WORK ITEM – Beginning at the line that includes "the green tree" in the entries below, print each line exactly as it appears, through the last one.

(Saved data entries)
==============================
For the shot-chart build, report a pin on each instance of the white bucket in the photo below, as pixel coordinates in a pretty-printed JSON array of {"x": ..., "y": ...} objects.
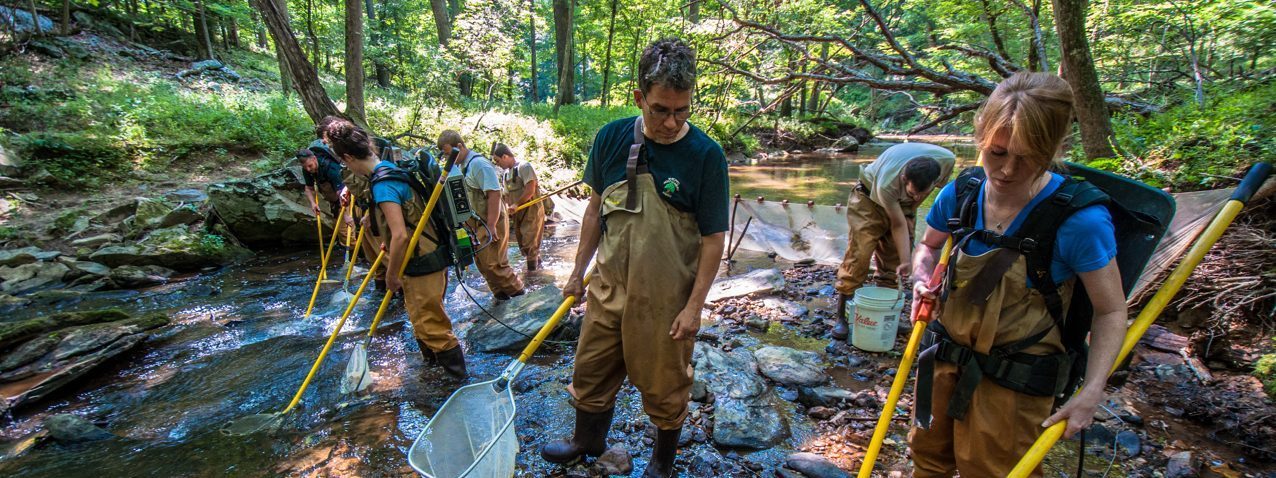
[{"x": 877, "y": 318}]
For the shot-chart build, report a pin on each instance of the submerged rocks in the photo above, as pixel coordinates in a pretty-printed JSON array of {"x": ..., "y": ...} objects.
[
  {"x": 743, "y": 416},
  {"x": 44, "y": 354},
  {"x": 269, "y": 209},
  {"x": 813, "y": 465},
  {"x": 69, "y": 428},
  {"x": 789, "y": 366}
]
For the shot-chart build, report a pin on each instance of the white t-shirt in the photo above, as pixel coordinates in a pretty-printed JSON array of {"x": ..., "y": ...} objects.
[{"x": 882, "y": 176}]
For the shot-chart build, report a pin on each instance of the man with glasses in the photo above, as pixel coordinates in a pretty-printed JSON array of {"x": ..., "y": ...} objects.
[
  {"x": 657, "y": 221},
  {"x": 881, "y": 212}
]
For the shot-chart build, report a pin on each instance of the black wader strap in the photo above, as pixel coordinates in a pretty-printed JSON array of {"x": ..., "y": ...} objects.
[{"x": 632, "y": 166}]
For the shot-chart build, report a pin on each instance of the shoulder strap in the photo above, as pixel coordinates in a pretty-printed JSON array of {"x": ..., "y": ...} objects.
[{"x": 1041, "y": 227}]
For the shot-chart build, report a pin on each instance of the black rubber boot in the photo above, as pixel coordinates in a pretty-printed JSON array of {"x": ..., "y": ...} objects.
[
  {"x": 841, "y": 330},
  {"x": 453, "y": 362},
  {"x": 661, "y": 464},
  {"x": 426, "y": 353},
  {"x": 588, "y": 440}
]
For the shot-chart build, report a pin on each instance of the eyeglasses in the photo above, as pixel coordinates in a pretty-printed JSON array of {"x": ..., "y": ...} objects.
[{"x": 679, "y": 115}]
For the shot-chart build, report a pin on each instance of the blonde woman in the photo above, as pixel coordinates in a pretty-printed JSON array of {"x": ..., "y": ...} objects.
[{"x": 994, "y": 361}]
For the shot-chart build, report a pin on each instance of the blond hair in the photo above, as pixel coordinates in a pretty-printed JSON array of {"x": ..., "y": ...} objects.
[{"x": 1036, "y": 107}]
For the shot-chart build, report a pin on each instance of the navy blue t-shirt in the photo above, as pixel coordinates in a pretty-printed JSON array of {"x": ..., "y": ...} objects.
[
  {"x": 1085, "y": 242},
  {"x": 690, "y": 173}
]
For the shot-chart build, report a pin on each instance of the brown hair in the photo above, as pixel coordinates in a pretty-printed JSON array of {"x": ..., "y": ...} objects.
[
  {"x": 347, "y": 139},
  {"x": 1036, "y": 107}
]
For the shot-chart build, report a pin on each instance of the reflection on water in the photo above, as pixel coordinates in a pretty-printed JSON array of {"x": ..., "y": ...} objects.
[{"x": 823, "y": 177}]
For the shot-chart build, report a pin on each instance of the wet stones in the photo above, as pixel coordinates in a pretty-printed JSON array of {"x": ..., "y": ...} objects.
[
  {"x": 787, "y": 366},
  {"x": 813, "y": 465},
  {"x": 68, "y": 428}
]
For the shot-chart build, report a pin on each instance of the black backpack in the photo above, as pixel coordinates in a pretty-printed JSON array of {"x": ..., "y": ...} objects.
[
  {"x": 421, "y": 172},
  {"x": 1140, "y": 216}
]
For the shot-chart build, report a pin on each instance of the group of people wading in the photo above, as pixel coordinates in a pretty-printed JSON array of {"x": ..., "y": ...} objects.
[{"x": 655, "y": 227}]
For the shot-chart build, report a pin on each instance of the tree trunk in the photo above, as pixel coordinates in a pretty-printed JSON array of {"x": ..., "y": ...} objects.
[
  {"x": 66, "y": 17},
  {"x": 355, "y": 63},
  {"x": 303, "y": 73},
  {"x": 1078, "y": 70},
  {"x": 606, "y": 59},
  {"x": 206, "y": 41},
  {"x": 531, "y": 22},
  {"x": 442, "y": 21},
  {"x": 563, "y": 29},
  {"x": 232, "y": 32},
  {"x": 383, "y": 73}
]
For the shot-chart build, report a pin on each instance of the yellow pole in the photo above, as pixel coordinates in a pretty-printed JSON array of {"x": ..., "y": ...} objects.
[
  {"x": 1172, "y": 286},
  {"x": 528, "y": 204},
  {"x": 323, "y": 265},
  {"x": 901, "y": 374},
  {"x": 550, "y": 324},
  {"x": 416, "y": 233},
  {"x": 359, "y": 241},
  {"x": 332, "y": 338}
]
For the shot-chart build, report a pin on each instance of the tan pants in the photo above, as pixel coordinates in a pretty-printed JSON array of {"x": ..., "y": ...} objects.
[
  {"x": 869, "y": 236},
  {"x": 646, "y": 269},
  {"x": 1001, "y": 423},
  {"x": 528, "y": 227},
  {"x": 493, "y": 261},
  {"x": 424, "y": 298}
]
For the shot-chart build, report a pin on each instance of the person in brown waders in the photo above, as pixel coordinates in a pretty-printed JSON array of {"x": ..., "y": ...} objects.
[
  {"x": 659, "y": 228},
  {"x": 992, "y": 363},
  {"x": 881, "y": 214},
  {"x": 482, "y": 188},
  {"x": 397, "y": 209},
  {"x": 521, "y": 188}
]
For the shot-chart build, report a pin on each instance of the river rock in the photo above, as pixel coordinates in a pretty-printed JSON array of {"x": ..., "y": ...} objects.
[
  {"x": 523, "y": 314},
  {"x": 1180, "y": 465},
  {"x": 615, "y": 460},
  {"x": 95, "y": 241},
  {"x": 791, "y": 367},
  {"x": 26, "y": 255},
  {"x": 744, "y": 416},
  {"x": 181, "y": 216},
  {"x": 31, "y": 277},
  {"x": 79, "y": 349},
  {"x": 813, "y": 465},
  {"x": 130, "y": 277},
  {"x": 174, "y": 247},
  {"x": 269, "y": 209},
  {"x": 761, "y": 281},
  {"x": 69, "y": 428}
]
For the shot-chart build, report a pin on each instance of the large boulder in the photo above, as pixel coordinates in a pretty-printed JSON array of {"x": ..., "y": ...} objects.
[
  {"x": 55, "y": 351},
  {"x": 522, "y": 316},
  {"x": 32, "y": 277},
  {"x": 174, "y": 247},
  {"x": 744, "y": 414},
  {"x": 268, "y": 210},
  {"x": 787, "y": 366}
]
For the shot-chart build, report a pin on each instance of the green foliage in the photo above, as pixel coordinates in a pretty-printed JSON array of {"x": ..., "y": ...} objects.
[
  {"x": 1187, "y": 145},
  {"x": 1265, "y": 369}
]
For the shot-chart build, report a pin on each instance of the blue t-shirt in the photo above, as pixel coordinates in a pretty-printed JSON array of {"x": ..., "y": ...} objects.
[
  {"x": 1085, "y": 242},
  {"x": 690, "y": 173},
  {"x": 391, "y": 191}
]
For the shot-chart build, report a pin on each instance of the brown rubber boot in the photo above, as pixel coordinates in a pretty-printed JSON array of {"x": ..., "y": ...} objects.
[
  {"x": 453, "y": 362},
  {"x": 588, "y": 440},
  {"x": 841, "y": 330},
  {"x": 661, "y": 464}
]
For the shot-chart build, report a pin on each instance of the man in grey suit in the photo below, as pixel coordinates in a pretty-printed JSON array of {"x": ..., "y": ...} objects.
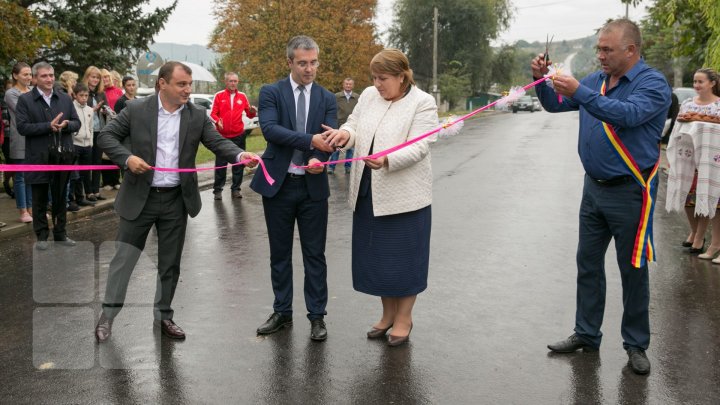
[{"x": 162, "y": 131}]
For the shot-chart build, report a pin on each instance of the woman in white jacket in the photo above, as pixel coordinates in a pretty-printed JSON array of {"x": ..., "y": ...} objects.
[{"x": 391, "y": 195}]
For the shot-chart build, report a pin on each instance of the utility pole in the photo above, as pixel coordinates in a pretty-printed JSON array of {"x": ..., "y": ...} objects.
[{"x": 436, "y": 93}]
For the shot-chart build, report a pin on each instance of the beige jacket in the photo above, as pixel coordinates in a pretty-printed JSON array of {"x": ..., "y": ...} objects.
[{"x": 405, "y": 185}]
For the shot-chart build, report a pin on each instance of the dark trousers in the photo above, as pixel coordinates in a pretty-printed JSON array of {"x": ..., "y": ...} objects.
[
  {"x": 611, "y": 212},
  {"x": 84, "y": 157},
  {"x": 221, "y": 174},
  {"x": 58, "y": 190},
  {"x": 96, "y": 160},
  {"x": 110, "y": 177},
  {"x": 166, "y": 211},
  {"x": 292, "y": 203}
]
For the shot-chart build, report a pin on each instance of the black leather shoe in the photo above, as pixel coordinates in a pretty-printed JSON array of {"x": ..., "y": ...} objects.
[
  {"x": 171, "y": 330},
  {"x": 103, "y": 330},
  {"x": 375, "y": 333},
  {"x": 318, "y": 331},
  {"x": 571, "y": 344},
  {"x": 66, "y": 242},
  {"x": 398, "y": 340},
  {"x": 638, "y": 361},
  {"x": 274, "y": 323}
]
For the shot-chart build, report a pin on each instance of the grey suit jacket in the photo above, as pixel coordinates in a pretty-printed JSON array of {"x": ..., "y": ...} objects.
[{"x": 134, "y": 132}]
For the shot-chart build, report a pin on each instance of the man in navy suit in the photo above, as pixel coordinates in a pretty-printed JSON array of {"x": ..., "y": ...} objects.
[{"x": 292, "y": 112}]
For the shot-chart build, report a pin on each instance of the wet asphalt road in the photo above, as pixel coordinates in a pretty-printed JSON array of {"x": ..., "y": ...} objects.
[{"x": 502, "y": 286}]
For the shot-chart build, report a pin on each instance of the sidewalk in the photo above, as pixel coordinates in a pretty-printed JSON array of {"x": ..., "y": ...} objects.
[{"x": 10, "y": 214}]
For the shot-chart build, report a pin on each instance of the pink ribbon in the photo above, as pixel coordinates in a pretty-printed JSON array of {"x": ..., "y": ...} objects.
[
  {"x": 58, "y": 168},
  {"x": 420, "y": 137}
]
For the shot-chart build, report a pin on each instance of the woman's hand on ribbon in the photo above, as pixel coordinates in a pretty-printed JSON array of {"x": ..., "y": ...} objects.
[
  {"x": 314, "y": 166},
  {"x": 137, "y": 165},
  {"x": 337, "y": 138},
  {"x": 376, "y": 164},
  {"x": 251, "y": 158}
]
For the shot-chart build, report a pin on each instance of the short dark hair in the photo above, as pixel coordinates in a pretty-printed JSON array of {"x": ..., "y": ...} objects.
[
  {"x": 300, "y": 42},
  {"x": 80, "y": 87},
  {"x": 127, "y": 79},
  {"x": 167, "y": 70},
  {"x": 630, "y": 31}
]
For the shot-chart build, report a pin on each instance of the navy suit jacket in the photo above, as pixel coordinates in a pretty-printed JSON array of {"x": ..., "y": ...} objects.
[{"x": 277, "y": 120}]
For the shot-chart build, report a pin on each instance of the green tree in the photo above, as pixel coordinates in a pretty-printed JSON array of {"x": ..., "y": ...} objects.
[
  {"x": 107, "y": 34},
  {"x": 21, "y": 36},
  {"x": 679, "y": 29},
  {"x": 465, "y": 29},
  {"x": 252, "y": 35},
  {"x": 454, "y": 83}
]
==============================
SOLUTION TO THIS TASK –
For the shot-chart build, report a pin on each instance of the green tree in the photo above, as pixel coordinates in a pretty-printed JSON array of {"x": ..., "y": ...} objects.
[
  {"x": 107, "y": 34},
  {"x": 21, "y": 36},
  {"x": 679, "y": 29},
  {"x": 465, "y": 29},
  {"x": 252, "y": 35},
  {"x": 454, "y": 83}
]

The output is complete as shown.